[Begin DATA ENTRIES]

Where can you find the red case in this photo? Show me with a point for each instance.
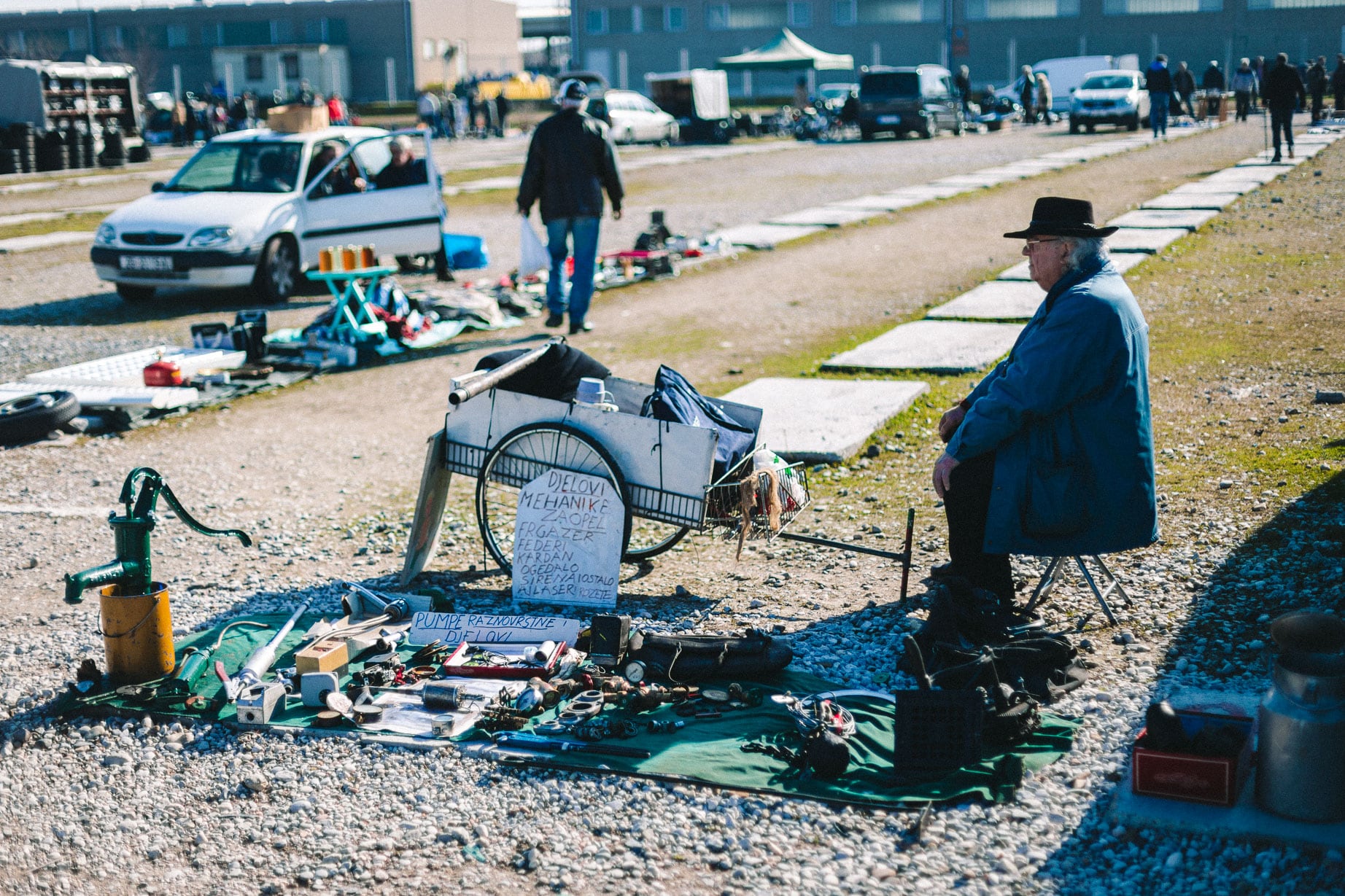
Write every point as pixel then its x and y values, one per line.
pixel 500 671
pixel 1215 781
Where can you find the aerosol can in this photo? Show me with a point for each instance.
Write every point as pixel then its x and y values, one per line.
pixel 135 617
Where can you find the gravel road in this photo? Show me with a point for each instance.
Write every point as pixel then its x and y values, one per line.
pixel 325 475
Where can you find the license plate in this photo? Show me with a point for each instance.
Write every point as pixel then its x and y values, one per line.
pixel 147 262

[End DATA ENTRIES]
[Begin DATA ENTRIES]

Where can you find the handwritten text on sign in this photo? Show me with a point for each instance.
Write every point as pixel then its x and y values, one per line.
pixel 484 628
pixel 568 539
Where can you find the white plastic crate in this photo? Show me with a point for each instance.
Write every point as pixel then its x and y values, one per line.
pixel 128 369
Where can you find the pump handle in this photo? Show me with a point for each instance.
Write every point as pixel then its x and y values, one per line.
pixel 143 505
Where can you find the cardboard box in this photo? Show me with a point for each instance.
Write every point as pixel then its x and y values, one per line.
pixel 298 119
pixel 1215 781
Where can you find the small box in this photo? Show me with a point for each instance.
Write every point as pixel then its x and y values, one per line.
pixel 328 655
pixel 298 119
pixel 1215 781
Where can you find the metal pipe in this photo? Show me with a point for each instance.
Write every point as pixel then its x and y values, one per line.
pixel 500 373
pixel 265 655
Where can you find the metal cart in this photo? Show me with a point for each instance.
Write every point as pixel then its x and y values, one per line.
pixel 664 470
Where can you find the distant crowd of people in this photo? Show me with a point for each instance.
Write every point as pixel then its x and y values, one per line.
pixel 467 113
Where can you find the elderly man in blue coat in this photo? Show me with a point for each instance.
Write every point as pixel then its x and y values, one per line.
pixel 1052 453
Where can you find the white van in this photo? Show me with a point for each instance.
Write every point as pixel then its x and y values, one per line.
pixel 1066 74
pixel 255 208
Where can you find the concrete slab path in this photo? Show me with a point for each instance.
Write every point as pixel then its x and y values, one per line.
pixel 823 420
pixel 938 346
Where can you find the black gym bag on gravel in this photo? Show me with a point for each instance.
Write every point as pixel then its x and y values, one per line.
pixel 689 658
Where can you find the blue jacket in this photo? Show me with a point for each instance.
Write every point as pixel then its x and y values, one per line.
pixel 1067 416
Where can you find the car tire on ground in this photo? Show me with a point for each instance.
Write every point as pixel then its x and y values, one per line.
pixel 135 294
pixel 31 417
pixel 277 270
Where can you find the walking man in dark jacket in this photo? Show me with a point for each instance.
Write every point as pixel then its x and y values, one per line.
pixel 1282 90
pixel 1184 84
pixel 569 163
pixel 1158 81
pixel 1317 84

[End DATA ENTRIES]

Convert the records into a two-column CSV with the headers request and points, one row per record. Begin at the line that has "Where can you find the blue" and stop after the line that has "pixel 1317 84". Put each record's text and its answer in one quoted field each, with line breaks replaced by spaces.

RESULT BELOW |
request,points
"Where can you find the blue jacket in this photo? Show me with a point for each instance. Write every point as pixel then its x and y values, one per line.","pixel 1067 416"
"Where can you find the car tire on ground in this photo? Show me with a point for each instance. Write every point as pixel then its x and y values, one per line.","pixel 135 294 pixel 31 417 pixel 277 270"
"Where can you find the walking man in dark jacket in this photo? Show me with a point for each instance. Write every point as pixel then its x and y values, one per line.","pixel 1282 90 pixel 1184 84 pixel 569 163 pixel 1158 81 pixel 1317 84"